[[ Extracted data open ]]

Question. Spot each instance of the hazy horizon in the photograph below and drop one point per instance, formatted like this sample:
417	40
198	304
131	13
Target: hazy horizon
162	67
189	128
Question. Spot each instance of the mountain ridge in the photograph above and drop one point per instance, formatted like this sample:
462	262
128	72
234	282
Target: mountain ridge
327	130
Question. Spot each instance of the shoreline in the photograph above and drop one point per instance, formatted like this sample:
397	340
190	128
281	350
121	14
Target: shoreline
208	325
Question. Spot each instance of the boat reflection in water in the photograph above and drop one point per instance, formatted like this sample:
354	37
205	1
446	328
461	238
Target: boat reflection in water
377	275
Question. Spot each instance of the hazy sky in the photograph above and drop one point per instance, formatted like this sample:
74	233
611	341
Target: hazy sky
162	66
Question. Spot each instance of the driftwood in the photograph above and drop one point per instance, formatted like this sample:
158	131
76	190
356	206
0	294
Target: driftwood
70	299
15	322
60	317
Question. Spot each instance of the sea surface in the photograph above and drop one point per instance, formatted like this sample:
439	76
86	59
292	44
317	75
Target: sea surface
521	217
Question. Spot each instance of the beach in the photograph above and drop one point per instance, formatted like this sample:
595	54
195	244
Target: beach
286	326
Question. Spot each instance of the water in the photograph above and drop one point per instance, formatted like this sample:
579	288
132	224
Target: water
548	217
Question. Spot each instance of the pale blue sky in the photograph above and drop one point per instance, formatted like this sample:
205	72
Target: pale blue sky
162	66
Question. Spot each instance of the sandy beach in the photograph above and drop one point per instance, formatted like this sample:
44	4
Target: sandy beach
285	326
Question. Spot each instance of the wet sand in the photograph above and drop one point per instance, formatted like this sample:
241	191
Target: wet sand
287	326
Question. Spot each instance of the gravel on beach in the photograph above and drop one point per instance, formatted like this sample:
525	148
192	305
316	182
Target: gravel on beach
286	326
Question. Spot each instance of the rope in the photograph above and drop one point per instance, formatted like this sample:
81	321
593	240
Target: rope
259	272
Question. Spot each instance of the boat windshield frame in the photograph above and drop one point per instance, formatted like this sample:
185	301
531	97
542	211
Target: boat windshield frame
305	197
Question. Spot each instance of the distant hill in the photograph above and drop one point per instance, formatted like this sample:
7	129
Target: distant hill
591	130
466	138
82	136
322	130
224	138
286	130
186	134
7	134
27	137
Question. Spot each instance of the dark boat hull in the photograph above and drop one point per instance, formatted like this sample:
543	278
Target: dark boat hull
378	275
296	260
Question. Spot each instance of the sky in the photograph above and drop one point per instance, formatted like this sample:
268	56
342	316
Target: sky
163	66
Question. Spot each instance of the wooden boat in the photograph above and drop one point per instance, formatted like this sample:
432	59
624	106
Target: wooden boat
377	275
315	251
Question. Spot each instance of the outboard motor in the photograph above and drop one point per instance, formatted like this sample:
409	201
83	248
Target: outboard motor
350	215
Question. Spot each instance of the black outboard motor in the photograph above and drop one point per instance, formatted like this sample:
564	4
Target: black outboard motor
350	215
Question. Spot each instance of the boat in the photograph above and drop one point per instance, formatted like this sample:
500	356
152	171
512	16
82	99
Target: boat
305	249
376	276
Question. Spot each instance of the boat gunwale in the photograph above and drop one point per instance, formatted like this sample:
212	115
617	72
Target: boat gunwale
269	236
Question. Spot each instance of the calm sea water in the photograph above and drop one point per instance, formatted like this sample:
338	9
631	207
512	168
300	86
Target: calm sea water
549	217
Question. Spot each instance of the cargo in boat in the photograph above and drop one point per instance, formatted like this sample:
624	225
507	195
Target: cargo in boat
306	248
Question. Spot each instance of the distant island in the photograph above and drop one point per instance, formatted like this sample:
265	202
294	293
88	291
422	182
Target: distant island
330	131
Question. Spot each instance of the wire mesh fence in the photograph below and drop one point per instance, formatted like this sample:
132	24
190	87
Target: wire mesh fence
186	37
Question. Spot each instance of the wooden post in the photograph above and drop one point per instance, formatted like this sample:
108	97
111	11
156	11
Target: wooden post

[[ Extracted data closed ]]

* [Task requirements]:
Every line containing the string "post" in the entries should be counted; give the resulting number and nothing else.

* [Result below]:
2